Output the material exactly, but drop every image it holds.

----

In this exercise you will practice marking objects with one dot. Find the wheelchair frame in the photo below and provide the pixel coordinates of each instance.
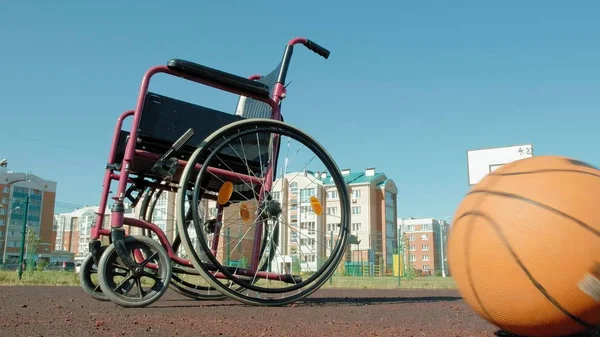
(131, 154)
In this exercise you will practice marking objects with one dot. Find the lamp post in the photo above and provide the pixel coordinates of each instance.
(6, 232)
(442, 258)
(24, 230)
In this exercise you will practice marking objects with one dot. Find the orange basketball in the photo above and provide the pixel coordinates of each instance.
(524, 247)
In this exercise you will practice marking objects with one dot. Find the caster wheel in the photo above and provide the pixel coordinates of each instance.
(134, 289)
(88, 278)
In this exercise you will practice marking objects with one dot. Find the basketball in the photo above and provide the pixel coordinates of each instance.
(524, 247)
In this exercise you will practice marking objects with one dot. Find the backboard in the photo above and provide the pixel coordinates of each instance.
(483, 161)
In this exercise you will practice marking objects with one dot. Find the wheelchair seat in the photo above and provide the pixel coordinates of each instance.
(220, 77)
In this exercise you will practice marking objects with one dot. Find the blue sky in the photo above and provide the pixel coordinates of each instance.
(408, 89)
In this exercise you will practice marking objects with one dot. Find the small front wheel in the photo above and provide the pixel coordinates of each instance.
(89, 280)
(148, 283)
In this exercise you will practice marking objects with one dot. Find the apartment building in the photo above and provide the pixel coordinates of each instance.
(308, 237)
(424, 243)
(72, 230)
(15, 189)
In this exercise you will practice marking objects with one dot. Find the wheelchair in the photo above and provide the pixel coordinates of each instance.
(251, 219)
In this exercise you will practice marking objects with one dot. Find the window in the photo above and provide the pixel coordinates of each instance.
(306, 193)
(389, 198)
(294, 188)
(310, 226)
(311, 229)
(276, 196)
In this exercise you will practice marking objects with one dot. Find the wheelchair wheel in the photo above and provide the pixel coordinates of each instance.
(88, 278)
(275, 244)
(149, 283)
(184, 280)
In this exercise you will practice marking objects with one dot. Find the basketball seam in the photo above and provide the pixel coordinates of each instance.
(532, 279)
(470, 274)
(496, 173)
(536, 203)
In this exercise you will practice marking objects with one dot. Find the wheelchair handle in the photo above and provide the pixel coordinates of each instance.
(313, 46)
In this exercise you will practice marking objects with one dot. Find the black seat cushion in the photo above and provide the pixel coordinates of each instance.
(220, 77)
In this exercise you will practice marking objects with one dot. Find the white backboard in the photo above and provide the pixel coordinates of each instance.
(483, 161)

----

Complete output:
In this exercise you will practice marking objects with one dot. Find the wheelchair frame in the photo below and provide the pixel coordinates of each instance.
(131, 154)
In this exercise you will practice marking objects with one dot. Find the lamp post in the photo above and provide the pixel coordinates of each instance.
(6, 232)
(442, 258)
(24, 230)
In this exercise you will practice marking objects with one dot. Find the orange basketball in the photo above and provide the pixel coordinates of each instance.
(524, 247)
In this exercise you will practice marking objects with one dot. Find the caster wheel in the photo above and provide the pixel coordinates of each instance.
(134, 289)
(88, 278)
In this exercise you will practice marking objects with one dot. Find the basketball in the photo above and provide the pixel coordinates of each instance.
(524, 247)
In this exercise you will practice marking objects with one dot. Find the backboard in the photo above and provide the pixel coordinates of each instance.
(483, 161)
In this exercise you will practice marking objects with one dot. Find the wheelchair seat in the photo above and provide the pixel coordinates of each instance.
(220, 77)
In this exercise you will practice marking objects with one dot. Find the blue sky in the photo above and provide the pixel coordinates of each instance.
(408, 89)
In this exercise you will practice marking objects with one dot. Find the small front wheel in the photo above and provide the pixel coordinates of each instance.
(89, 280)
(148, 283)
In this exercise you will practice marking objects with one dot. Find the apartment building in the photo above and provide the pixel coordinates of each instance.
(308, 237)
(424, 243)
(72, 230)
(15, 189)
In this exercise you will practice marking objects with one dot. Find the wheelchair in the photo above and provide the pixel coordinates of each instance.
(251, 219)
In this exercise you will practice marking objects with one dot. Find the window in the photo above and provide the pixel coordinates of each instance.
(306, 193)
(389, 198)
(294, 188)
(310, 226)
(311, 229)
(276, 196)
In this exercise you will practice marking objects with one dot. Find the wheelchair wheel in the photo above and provide the pixel coordinates of each instance.
(88, 278)
(275, 244)
(149, 283)
(184, 280)
In this exercise you will practice marking objects with one dot. Find the basketball seam in the photo above and provide the pixel coordinates of each instance.
(532, 279)
(470, 274)
(496, 173)
(536, 203)
In this exercise you will practice marking objects with one dot. Find the wheelchair handle in the photo above and provide the pixel coordinates of each instance.
(313, 46)
In this exercise you will practice marking objects with one dot. Find the black seat cushion in the photo above and provide the pixel coordinates of each instance.
(220, 77)
In this exercise you will practice marking objects with one dot. Find the white backboard in the photo above and provide the pixel coordinates of each instance.
(483, 161)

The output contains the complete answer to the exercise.